- [WRITTEN EXERCISE]
Would you copy only the lines below, beginning with the one that contains "black metal railing shown in the photo above." and running through the last entry line?

(Some records)

* * *

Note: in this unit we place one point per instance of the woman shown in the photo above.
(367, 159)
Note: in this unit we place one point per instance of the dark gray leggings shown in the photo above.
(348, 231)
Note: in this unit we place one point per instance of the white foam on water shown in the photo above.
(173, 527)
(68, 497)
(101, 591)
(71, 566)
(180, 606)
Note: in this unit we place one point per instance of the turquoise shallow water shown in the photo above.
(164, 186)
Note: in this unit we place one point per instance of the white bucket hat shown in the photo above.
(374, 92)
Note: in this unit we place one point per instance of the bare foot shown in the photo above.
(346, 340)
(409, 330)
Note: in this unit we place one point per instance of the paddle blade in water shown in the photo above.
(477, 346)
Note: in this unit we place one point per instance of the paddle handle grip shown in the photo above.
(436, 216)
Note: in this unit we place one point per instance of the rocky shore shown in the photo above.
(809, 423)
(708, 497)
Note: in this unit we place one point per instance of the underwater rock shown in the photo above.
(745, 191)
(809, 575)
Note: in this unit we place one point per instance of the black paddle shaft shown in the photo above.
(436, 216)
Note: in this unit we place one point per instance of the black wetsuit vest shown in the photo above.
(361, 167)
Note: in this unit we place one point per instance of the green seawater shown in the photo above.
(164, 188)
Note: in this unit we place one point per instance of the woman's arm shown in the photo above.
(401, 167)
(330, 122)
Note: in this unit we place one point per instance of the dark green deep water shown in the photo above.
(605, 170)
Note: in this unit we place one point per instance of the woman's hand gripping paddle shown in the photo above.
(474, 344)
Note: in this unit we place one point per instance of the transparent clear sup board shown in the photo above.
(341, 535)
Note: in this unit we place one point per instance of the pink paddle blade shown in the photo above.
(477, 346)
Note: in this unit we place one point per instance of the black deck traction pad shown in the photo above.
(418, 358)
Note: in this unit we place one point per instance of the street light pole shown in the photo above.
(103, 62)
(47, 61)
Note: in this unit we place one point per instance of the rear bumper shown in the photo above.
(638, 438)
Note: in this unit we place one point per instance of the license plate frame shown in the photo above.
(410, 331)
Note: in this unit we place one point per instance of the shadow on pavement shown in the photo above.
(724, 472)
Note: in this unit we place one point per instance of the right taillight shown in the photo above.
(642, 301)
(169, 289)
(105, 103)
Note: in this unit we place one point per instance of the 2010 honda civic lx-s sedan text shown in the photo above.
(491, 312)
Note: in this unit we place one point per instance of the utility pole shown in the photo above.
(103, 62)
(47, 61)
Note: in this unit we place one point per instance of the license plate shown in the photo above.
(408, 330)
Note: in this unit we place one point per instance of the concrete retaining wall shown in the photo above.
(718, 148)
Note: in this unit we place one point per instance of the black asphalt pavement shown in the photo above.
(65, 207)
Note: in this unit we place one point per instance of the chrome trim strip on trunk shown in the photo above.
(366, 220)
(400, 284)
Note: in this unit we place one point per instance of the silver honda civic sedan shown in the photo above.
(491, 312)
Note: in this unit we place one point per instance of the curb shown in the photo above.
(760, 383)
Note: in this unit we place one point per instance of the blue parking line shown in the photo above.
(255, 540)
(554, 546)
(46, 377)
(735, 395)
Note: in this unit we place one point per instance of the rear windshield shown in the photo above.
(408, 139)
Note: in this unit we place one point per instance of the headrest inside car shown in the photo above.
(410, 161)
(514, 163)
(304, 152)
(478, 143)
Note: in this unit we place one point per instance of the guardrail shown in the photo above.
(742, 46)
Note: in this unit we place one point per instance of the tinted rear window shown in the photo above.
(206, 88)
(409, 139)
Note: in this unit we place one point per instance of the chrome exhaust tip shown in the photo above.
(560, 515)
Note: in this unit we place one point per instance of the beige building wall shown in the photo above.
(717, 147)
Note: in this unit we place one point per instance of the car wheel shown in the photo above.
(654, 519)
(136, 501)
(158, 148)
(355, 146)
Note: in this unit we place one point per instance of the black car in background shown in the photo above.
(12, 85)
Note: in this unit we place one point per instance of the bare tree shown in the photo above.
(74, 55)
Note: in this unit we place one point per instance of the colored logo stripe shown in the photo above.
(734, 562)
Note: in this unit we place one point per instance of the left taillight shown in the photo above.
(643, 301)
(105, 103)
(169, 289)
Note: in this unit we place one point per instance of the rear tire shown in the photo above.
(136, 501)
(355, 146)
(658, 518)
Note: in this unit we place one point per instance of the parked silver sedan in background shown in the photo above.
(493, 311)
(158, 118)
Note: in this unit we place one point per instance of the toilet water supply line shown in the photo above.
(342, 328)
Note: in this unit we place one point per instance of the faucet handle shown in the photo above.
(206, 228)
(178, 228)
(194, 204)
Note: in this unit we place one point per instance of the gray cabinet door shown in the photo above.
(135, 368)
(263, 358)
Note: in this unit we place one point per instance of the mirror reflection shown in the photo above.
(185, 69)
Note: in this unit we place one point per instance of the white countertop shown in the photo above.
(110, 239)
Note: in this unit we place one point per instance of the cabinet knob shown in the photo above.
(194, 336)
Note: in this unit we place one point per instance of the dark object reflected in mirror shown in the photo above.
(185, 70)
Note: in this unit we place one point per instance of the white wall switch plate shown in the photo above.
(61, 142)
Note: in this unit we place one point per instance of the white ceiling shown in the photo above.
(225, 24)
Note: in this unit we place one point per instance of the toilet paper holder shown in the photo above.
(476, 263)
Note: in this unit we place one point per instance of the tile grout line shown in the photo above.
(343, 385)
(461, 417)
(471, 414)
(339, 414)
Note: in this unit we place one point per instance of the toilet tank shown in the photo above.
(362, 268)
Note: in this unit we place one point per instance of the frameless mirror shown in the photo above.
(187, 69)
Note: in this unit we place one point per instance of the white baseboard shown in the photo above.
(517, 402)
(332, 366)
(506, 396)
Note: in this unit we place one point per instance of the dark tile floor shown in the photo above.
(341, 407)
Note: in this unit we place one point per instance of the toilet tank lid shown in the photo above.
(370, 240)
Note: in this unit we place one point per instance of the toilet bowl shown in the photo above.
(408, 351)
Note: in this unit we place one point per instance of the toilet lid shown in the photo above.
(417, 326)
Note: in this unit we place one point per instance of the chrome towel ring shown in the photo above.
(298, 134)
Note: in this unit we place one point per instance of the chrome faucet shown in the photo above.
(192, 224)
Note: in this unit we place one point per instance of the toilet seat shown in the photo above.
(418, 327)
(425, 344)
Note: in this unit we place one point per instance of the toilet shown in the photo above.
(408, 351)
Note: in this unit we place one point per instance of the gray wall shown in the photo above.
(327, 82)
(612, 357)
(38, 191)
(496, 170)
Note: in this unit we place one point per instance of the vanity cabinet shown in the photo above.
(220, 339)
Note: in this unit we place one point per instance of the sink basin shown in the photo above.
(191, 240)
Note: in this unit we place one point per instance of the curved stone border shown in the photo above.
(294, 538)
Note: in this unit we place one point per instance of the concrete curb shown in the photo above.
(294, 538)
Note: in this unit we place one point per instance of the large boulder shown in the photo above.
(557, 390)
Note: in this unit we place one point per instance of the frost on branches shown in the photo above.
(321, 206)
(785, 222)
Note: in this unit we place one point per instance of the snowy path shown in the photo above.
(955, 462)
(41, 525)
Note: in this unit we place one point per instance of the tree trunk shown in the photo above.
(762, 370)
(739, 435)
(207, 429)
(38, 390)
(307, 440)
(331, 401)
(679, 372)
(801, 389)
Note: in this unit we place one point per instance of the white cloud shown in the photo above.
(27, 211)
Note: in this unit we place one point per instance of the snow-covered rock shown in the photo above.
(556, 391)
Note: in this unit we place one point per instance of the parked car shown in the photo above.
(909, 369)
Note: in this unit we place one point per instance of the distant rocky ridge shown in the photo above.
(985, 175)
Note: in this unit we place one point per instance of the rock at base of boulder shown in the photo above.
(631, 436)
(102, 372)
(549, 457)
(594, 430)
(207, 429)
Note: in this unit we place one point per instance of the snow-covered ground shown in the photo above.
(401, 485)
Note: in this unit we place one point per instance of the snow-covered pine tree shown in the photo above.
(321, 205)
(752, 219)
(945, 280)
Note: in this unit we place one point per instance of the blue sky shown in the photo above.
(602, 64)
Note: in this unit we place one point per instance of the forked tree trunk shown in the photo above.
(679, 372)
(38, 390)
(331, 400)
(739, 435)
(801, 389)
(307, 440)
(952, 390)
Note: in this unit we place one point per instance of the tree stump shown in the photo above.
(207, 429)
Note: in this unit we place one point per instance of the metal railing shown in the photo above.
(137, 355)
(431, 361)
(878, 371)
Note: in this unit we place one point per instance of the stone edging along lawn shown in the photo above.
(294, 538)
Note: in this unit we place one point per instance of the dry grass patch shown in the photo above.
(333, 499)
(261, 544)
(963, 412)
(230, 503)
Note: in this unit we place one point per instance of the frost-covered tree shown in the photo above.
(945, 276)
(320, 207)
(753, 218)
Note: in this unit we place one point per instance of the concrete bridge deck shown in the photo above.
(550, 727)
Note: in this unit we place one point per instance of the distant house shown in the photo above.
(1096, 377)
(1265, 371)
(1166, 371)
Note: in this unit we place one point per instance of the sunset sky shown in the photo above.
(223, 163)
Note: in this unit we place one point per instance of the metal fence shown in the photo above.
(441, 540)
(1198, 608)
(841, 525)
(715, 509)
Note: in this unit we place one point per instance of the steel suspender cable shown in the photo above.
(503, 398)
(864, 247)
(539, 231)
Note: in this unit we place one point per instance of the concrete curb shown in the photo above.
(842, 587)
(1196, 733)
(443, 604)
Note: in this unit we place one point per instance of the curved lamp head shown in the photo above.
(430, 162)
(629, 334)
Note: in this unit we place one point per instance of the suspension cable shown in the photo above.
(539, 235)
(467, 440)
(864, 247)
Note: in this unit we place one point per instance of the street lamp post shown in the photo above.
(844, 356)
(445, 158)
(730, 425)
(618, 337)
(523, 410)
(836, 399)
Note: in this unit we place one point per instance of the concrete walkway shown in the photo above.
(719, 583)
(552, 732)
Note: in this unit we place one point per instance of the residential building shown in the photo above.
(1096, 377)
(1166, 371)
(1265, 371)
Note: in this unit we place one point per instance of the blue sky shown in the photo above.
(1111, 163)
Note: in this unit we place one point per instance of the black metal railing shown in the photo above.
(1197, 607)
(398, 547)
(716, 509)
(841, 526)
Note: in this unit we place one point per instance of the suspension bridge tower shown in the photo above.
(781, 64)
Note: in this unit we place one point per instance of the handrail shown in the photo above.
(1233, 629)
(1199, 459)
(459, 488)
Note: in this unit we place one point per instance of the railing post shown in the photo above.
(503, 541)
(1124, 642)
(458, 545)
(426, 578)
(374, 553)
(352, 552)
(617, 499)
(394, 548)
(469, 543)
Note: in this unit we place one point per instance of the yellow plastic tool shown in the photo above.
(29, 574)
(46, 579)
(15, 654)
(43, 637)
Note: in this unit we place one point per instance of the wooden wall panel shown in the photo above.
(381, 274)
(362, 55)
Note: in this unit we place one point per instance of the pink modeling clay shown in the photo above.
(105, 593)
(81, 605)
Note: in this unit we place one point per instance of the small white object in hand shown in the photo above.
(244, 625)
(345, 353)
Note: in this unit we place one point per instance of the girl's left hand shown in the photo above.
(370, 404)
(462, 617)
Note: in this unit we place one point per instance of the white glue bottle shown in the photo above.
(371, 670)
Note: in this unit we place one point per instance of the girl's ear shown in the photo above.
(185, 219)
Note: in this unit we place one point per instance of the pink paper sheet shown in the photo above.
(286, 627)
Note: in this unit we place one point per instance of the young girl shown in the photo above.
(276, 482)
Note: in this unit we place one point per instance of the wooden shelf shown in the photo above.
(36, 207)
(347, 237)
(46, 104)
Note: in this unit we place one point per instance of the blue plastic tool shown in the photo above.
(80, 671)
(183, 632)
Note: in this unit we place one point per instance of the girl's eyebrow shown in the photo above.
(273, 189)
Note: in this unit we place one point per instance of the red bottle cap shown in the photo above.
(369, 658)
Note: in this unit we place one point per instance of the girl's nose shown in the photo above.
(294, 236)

* * *

- [FINAL ANSWER]
Note: in this unit we place one point per instance of the black metal railing shown in the photo above.
(1197, 607)
(398, 547)
(716, 509)
(841, 526)
Note: in this unit we place one point per instance of the suspension bridge tower shown in the photo above.
(781, 64)
Note: in this unit we place one point per instance of the handrail shown in the photo above.
(1233, 629)
(1199, 459)
(459, 488)
Note: in this unit we place one point per instance of the railing post shown in the photo above.
(503, 541)
(1124, 642)
(458, 545)
(426, 578)
(374, 553)
(352, 552)
(617, 499)
(394, 548)
(469, 543)
Note: in this unit we place one point per instance of the yellow plastic tool shown in the photo above.
(29, 574)
(46, 579)
(15, 654)
(43, 637)
Note: in this unit we place one point per instance of the wooden wall panel shown in the photo above.
(381, 274)
(362, 55)
Note: in this unit we place one point per instance of the pink modeling clay shown in the photo above.
(105, 593)
(81, 605)
Note: in this unit we place one point per instance of the small white object in hand shown in the photo above.
(244, 625)
(345, 353)
Note: in this unit we place one point per instance of the girl's left hand shown in the photo above.
(370, 404)
(462, 617)
Note: in this unit we place one point per instance of the white glue bottle shown in the photo above.
(371, 670)
Note: in this unit we place one point per instance of the girl's ear shown in the photo above.
(185, 219)
Note: in this unit we place one point per instance of the pink paper sheet shown in the photo above.
(286, 627)
Note: in this unit we place one point per instance of the young girl shown in the photo above.
(276, 482)
Note: in this unit we place one point per instance of the wooden shelf shown in the photo above.
(36, 207)
(347, 237)
(46, 104)
Note: in this unit we place one point per instance of the blue plastic tool shown in the photo above.
(80, 671)
(183, 632)
Note: in this unit we place one point per instance of the girl's eyebrow shown in the photo above.
(273, 189)
Note: in this unit we place one point per instance of the red bottle cap shown in the photo above.
(369, 658)
Note: in this unit we place one point per instance of the girl's nose shown in the photo above.
(294, 236)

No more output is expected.